## begin Records provided

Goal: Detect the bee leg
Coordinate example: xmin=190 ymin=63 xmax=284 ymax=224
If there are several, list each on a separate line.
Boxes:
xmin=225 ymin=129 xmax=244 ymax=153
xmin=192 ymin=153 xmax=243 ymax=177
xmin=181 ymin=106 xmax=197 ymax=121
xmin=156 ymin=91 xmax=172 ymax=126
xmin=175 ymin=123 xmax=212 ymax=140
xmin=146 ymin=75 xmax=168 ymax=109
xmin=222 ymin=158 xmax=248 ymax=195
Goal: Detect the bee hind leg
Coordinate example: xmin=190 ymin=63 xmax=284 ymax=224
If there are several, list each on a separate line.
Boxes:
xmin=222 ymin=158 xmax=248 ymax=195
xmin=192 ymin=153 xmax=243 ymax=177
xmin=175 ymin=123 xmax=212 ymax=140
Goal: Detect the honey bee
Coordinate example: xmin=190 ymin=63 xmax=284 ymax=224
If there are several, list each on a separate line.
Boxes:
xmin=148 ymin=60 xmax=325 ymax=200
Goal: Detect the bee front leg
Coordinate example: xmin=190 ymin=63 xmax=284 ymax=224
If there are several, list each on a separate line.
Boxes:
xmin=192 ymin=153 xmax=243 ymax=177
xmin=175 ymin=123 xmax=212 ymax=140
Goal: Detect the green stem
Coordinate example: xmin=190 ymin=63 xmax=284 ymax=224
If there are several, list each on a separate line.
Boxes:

## end Records provided

## Requirements
Copy out all the rows above word for word, with no changes.

## Task solution
Goal: Detect the bee leg
Coordinate example: xmin=190 ymin=63 xmax=284 ymax=224
If there are several, list each on a separate line.
Boxes:
xmin=225 ymin=129 xmax=244 ymax=153
xmin=192 ymin=153 xmax=243 ymax=177
xmin=181 ymin=106 xmax=197 ymax=121
xmin=156 ymin=91 xmax=172 ymax=126
xmin=175 ymin=123 xmax=212 ymax=140
xmin=146 ymin=75 xmax=168 ymax=109
xmin=222 ymin=158 xmax=248 ymax=195
Goal: Detect the bee hind leg
Coordinate example: xmin=190 ymin=63 xmax=284 ymax=224
If there are several, list each on a separate line.
Boxes:
xmin=222 ymin=158 xmax=248 ymax=195
xmin=192 ymin=153 xmax=243 ymax=177
xmin=175 ymin=123 xmax=212 ymax=140
Goal: Detect the honey bee
Coordinate example: xmin=190 ymin=63 xmax=284 ymax=224
If there are several, list each on a separate line.
Boxes:
xmin=148 ymin=60 xmax=325 ymax=200
Goal: Detect the bee front leg
Coordinate example: xmin=190 ymin=63 xmax=284 ymax=224
If there are several, list each on a separate line.
Boxes:
xmin=192 ymin=153 xmax=243 ymax=177
xmin=175 ymin=123 xmax=212 ymax=140
Goal: Detect the green stem
Coordinate example: xmin=190 ymin=63 xmax=284 ymax=224
If there are several, list each on a separate line.
Boxes:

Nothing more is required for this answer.